**Provided entries:**
---

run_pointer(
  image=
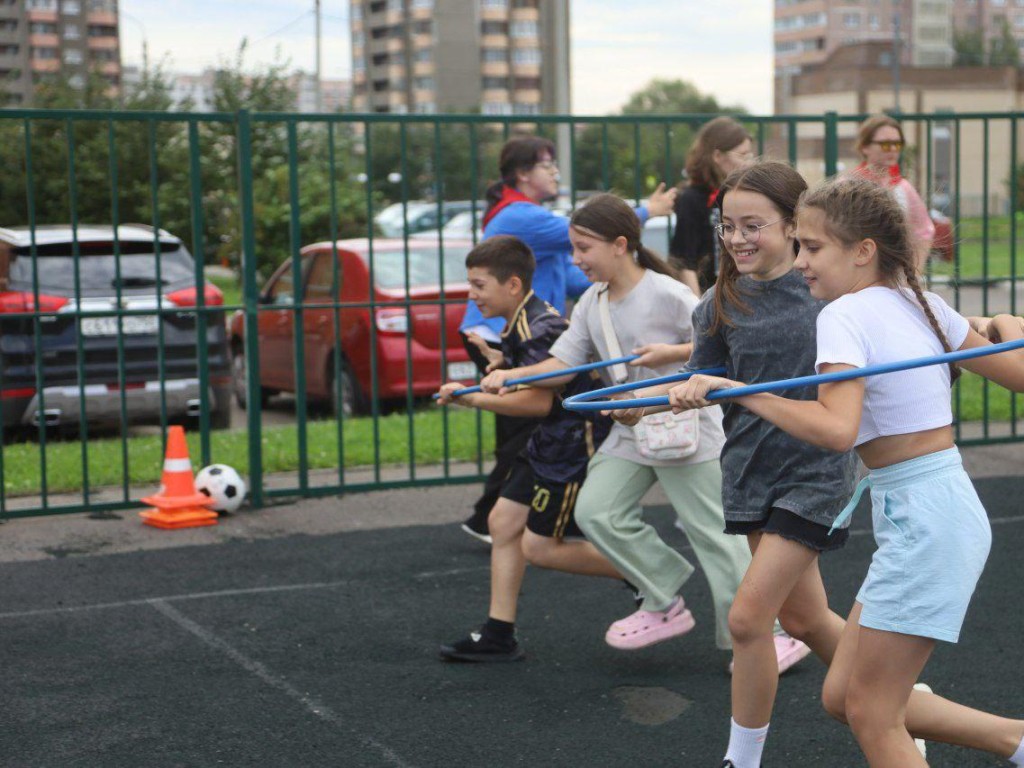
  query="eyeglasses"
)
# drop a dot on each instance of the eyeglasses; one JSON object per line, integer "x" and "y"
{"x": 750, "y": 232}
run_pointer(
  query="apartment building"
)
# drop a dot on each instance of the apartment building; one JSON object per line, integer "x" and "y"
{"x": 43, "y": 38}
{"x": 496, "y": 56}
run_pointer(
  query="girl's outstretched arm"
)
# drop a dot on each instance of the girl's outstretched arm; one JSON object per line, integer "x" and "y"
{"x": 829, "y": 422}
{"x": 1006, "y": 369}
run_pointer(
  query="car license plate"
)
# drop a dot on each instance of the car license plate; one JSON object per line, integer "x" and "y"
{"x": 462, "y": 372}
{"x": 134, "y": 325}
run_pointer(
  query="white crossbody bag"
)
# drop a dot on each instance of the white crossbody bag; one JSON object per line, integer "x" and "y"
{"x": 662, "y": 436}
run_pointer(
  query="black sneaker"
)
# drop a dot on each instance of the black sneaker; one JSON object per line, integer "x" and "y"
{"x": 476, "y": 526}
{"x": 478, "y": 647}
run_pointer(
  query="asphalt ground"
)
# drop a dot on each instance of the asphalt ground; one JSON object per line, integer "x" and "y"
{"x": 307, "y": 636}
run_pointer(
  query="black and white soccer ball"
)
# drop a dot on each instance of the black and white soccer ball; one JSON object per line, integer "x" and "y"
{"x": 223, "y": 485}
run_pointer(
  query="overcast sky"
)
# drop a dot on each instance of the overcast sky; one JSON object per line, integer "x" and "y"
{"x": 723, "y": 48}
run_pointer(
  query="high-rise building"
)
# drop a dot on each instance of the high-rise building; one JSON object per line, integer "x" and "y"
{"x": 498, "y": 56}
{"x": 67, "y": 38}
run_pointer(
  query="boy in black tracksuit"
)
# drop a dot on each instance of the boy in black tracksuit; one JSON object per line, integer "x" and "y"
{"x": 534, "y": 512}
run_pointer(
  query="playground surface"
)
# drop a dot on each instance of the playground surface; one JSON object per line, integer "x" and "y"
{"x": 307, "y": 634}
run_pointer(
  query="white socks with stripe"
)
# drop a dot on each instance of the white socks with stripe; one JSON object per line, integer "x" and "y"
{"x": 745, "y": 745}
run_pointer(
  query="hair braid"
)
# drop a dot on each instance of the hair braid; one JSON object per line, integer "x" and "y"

---

**Problem statement:** Copy out each line of the listing that holds "hair".

**Solved problem:**
  query="hair braid"
# drop a dot on each instance of the hair braid; one JSON object per line, integer "x" and "y"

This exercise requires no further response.